▸ **Stated exercise**:
Reproduce all of the rows below, substituting "a single point" for every occurrence of "one point" and leaving all other text unchanged.

▸ **Given data**:
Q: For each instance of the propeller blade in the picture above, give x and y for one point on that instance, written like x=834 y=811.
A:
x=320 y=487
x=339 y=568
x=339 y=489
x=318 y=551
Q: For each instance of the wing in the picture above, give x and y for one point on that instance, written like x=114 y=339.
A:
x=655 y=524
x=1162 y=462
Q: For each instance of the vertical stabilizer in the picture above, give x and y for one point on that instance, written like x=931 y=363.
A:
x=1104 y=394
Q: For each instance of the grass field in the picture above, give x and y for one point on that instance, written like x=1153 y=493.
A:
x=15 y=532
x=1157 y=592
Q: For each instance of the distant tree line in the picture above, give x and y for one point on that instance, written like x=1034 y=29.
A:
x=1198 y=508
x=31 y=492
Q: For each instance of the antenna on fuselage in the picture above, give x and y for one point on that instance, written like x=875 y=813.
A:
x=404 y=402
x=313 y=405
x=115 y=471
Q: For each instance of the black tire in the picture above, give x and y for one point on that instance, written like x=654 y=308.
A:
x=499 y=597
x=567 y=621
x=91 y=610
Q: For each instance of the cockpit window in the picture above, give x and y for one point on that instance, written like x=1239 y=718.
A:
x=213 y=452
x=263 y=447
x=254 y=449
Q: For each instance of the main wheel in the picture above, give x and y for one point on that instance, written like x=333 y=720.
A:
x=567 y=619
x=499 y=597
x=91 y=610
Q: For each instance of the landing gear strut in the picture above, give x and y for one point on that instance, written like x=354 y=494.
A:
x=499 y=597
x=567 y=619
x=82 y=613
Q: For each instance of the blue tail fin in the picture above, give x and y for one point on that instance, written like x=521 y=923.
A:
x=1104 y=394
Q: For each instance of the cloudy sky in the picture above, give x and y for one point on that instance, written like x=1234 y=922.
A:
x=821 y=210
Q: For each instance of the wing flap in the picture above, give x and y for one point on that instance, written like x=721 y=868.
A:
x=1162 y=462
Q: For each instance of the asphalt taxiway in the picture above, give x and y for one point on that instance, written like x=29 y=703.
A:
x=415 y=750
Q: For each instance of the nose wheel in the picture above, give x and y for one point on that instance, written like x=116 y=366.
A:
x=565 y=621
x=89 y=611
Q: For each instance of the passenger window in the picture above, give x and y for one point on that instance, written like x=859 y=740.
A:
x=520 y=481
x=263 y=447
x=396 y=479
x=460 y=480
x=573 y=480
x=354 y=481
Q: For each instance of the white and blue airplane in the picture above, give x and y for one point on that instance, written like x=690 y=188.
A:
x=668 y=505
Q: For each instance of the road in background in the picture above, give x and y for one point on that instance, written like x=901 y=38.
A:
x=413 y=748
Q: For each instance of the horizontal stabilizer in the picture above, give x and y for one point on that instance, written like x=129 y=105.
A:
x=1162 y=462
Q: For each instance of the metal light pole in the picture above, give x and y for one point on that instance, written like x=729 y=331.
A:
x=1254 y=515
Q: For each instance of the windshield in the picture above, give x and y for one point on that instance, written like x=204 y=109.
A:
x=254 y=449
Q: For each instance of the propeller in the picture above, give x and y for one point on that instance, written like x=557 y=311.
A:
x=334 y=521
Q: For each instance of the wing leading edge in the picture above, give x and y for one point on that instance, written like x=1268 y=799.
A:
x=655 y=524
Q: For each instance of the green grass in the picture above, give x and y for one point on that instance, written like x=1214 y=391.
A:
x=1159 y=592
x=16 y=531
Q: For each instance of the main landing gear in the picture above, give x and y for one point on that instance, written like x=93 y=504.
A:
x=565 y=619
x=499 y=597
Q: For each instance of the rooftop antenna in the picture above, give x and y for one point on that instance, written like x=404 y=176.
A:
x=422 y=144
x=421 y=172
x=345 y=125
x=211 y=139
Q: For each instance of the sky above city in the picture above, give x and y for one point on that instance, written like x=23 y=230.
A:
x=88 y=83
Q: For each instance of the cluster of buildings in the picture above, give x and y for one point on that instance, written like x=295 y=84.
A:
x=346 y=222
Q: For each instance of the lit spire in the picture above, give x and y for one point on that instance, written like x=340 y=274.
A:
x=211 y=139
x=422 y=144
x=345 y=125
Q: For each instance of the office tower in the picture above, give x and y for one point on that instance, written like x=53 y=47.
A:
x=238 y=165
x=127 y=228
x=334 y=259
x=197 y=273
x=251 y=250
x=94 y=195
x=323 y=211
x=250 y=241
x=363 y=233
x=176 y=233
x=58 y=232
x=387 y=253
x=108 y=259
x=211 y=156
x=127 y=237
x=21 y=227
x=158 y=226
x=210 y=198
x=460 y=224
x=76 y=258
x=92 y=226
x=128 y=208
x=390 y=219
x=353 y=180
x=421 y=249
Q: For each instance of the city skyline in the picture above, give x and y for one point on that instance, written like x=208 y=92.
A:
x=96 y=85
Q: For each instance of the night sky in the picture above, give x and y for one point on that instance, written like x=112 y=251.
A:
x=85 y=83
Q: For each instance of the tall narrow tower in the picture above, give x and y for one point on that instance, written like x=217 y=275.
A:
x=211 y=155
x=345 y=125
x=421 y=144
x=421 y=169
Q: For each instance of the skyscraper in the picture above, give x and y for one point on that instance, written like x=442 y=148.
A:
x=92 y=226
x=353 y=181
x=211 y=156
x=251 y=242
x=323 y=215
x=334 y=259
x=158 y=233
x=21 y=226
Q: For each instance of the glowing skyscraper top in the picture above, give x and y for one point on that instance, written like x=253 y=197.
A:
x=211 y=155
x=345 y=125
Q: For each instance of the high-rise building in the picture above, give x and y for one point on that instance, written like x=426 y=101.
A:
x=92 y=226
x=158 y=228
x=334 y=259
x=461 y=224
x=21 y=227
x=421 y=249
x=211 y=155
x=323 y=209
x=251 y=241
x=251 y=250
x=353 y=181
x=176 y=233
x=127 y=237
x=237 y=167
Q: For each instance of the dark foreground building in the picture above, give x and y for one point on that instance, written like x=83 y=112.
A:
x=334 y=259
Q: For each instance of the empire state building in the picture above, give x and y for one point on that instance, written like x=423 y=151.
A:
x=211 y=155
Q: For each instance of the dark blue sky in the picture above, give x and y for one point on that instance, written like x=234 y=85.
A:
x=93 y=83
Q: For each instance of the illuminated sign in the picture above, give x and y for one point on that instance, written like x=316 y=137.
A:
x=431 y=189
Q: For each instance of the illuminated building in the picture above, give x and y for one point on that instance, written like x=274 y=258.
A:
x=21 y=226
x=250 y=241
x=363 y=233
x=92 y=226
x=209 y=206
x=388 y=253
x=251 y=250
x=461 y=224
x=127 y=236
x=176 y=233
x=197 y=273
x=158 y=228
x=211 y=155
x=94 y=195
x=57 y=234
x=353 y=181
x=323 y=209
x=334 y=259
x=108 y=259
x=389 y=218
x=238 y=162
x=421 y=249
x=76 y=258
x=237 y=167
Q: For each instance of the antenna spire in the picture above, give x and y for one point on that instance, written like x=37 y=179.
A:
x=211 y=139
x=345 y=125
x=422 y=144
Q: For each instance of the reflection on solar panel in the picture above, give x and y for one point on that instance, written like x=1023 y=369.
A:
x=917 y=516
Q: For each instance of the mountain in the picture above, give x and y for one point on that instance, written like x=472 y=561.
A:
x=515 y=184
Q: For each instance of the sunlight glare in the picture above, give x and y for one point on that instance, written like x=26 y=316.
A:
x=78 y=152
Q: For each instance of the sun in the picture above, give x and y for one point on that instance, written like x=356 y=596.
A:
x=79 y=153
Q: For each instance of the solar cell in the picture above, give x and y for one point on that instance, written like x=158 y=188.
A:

▸ **The result**:
Q: For each instance of the propeller blade in the picture above, give x and y for a single point on that instance, written like x=834 y=811.
A:
x=320 y=487
x=339 y=568
x=339 y=489
x=318 y=551
Q: For each instance of the wing in the picture above, give x and y for a single point on that instance, written like x=114 y=339.
A:
x=655 y=524
x=1162 y=462
Q: For each instance of the vertical stabilizer in the picture above, give x and y for a single point on that instance, written like x=931 y=363.
A:
x=1104 y=394
Q: For each instance of the grass field in the picture above, give x and y for a single point on that instance, written like x=1153 y=493.
A:
x=15 y=532
x=1157 y=592
Q: For each instance of the distant tree line in the picture above, give x and y for a single point on that instance, written like x=1034 y=29.
A:
x=1198 y=508
x=31 y=492
Q: For each instance of the antenna on fuselage in the picture above, give x and y for a single point on that instance, written like x=875 y=813.
A:
x=404 y=402
x=313 y=405
x=115 y=471
Q: For each instance of the black tire in the picture above, give x and y for a single point on that instance, written like x=654 y=308.
A:
x=499 y=597
x=567 y=621
x=91 y=610
Q: For each instance of the cockpit window in the picture above, give x and y for a single point on that instance, written like x=1239 y=718.
A:
x=213 y=452
x=263 y=447
x=254 y=449
Q: For each instance of the main wheel in the picture above, give x and y for a single point on that instance, written like x=333 y=720.
A:
x=567 y=619
x=499 y=597
x=91 y=610
Q: For each instance of the landing gear strut in the picture above, give x and y for a single point on that instance, written like x=354 y=494.
A:
x=499 y=597
x=567 y=619
x=82 y=613
Q: For each instance of the blue tail fin in the picture above, give x and y for a single point on that instance, written like x=521 y=923.
A:
x=1104 y=394
Q: For each instance of the cloudy sky in the picture above, give x and y for a single point on that instance, written like x=1234 y=922.
A:
x=821 y=210
Q: For each instance of the wing flap in the picture above, give x and y for a single point on that instance, written like x=721 y=868.
A:
x=1162 y=462
Q: For each instance of the asphalt taxiway in the picture above, give x and y for a single point on that instance, written like x=29 y=703.
A:
x=415 y=750
Q: For each instance of the nose wheel in the picture above, give x and y for a single point on that instance, written like x=116 y=366.
A:
x=565 y=621
x=89 y=611
Q: For each instance of the passenger window in the picture above, give x and y for a single point on that instance, written like x=859 y=740.
A:
x=520 y=481
x=263 y=447
x=396 y=479
x=460 y=480
x=573 y=480
x=354 y=481
Q: For each instance of the white and blue airplane in the picture above, give x and y for a single point on that instance, written like x=690 y=188.
A:
x=668 y=505
Q: For each instance of the road in background in the picture above, give x and y for a single point on that instance, written like x=901 y=38.
A:
x=413 y=748
Q: For each instance of the horizontal stabilizer in the picture above, give x and y for a single point on that instance, written like x=129 y=105.
A:
x=1162 y=462
Q: For each instance of the metal light pole in the picture above, give x and y for a single point on that instance, written like x=729 y=331.
A:
x=1254 y=515
Q: For each instance of the windshield in the picture above, give x and y for a single point on that instance, written like x=204 y=109.
A:
x=254 y=449
Q: For each instance of the propeller in the picture above, give x and y for a single point on that instance, written like x=557 y=311.
A:
x=334 y=521
Q: For each instance of the wing leading edge in the picture above, give x and y for a single point on that instance, written like x=1268 y=799.
A:
x=655 y=524
Q: For each instance of the green grass in the picture above, give x and y for a single point on that instance, written like x=1214 y=391.
A:
x=1159 y=592
x=16 y=531
Q: For each instance of the main landing gear in the picture above, give x and y for a single point on that instance, written like x=93 y=504.
A:
x=565 y=619
x=499 y=597
Q: For each instance of the rooftop antenna in the picture above, give x and y for a single point on that instance, written like x=404 y=176.
A:
x=422 y=144
x=421 y=172
x=345 y=125
x=211 y=139
Q: For each instance of the sky above city in the picture above, give x and y for a single point on that instance, written like x=23 y=230.
A:
x=88 y=83
Q: For each instance of the cluster of buildings in the picture above, give x and y for a single point on that instance, written like x=295 y=84.
A:
x=346 y=222
Q: For each instance of the lit spire in the picture above, give x and y for a single point on that instance, written like x=340 y=274.
A:
x=211 y=139
x=422 y=144
x=345 y=125
Q: For each instance of the office tower in the picture above, give x and y for a single point on that instance, written like x=53 y=47.
A:
x=238 y=165
x=127 y=228
x=334 y=259
x=197 y=273
x=251 y=250
x=94 y=195
x=323 y=211
x=250 y=241
x=363 y=233
x=176 y=233
x=58 y=232
x=387 y=253
x=108 y=259
x=211 y=156
x=127 y=237
x=21 y=227
x=158 y=226
x=210 y=198
x=460 y=224
x=76 y=258
x=92 y=226
x=128 y=208
x=390 y=219
x=353 y=180
x=421 y=249
Q: For each instance of the city skyline in the picture above, give x and y for a single point on that instance, written like x=208 y=92.
A:
x=96 y=85
Q: For each instance of the night sky in the picture above, give x and y for a single point on that instance, written like x=112 y=251.
A:
x=85 y=83
Q: For each instance of the tall narrow tower in the picture above, give x and y for a single point on that instance, written like x=217 y=275.
A:
x=211 y=155
x=345 y=125
x=421 y=144
x=421 y=169
Q: For each instance of the skyscraper in the picture above, give x and y for a single point on that instance, written like x=442 y=148.
A:
x=92 y=226
x=353 y=181
x=211 y=156
x=251 y=242
x=323 y=215
x=334 y=259
x=158 y=233
x=21 y=226
Q: For each instance of the glowing skyscraper top in the picture above, give x and y for a single point on that instance, written like x=253 y=197.
A:
x=211 y=155
x=345 y=125
Q: For each instance of the high-rise building in the picture above, give x and y for a single point on that instance, written like x=426 y=101.
A:
x=92 y=226
x=158 y=228
x=334 y=259
x=461 y=224
x=21 y=227
x=421 y=249
x=211 y=155
x=323 y=209
x=251 y=241
x=251 y=250
x=353 y=181
x=176 y=233
x=127 y=237
x=237 y=167
Q: For each instance of the dark foreground building in the picture above, give x and y for a single point on that instance, written like x=83 y=112.
A:
x=334 y=259
Q: For each instance of the empire state building in the picture above, give x and y for a single point on that instance, written like x=423 y=151.
A:
x=211 y=155
Q: For each instance of the dark blue sky in the picture above, give x and y for a single point on that instance, written like x=234 y=85.
A:
x=93 y=83
Q: For each instance of the illuminated sign in the picture above, give x and y for a single point on that instance, written like x=316 y=137.
A:
x=431 y=189
Q: For each instance of the illuminated building in the picture above, give x and y for a single point on that instance, written like x=274 y=258.
A:
x=21 y=226
x=250 y=241
x=363 y=233
x=92 y=226
x=209 y=206
x=388 y=253
x=251 y=250
x=461 y=224
x=127 y=236
x=176 y=233
x=197 y=273
x=158 y=228
x=211 y=155
x=94 y=195
x=57 y=234
x=353 y=181
x=323 y=209
x=334 y=259
x=108 y=259
x=389 y=218
x=238 y=162
x=421 y=249
x=76 y=258
x=237 y=167
Q: For each instance of the antenna spire in the picture above, give x and y for a single point on that instance, written like x=37 y=179.
A:
x=211 y=139
x=345 y=125
x=422 y=144
Q: For each instance of the reflection on solar panel in the picture above, give x and y for a single point on that instance, written like x=1023 y=369.
A:
x=917 y=516
Q: For each instance of the mountain in the picture above, give x and y for a single point on that instance, written like x=472 y=561.
A:
x=515 y=184
Q: For each instance of the sunlight glare in the picture above, give x and y for a single point on that instance, written like x=26 y=316.
A:
x=78 y=152
Q: For each instance of the sun in the picture above, give x and y for a single point on that instance, written like x=356 y=596.
A:
x=79 y=153
Q: For each instance of the solar cell in the picture above, give x and y for a single point on that instance, written like x=158 y=188.
A:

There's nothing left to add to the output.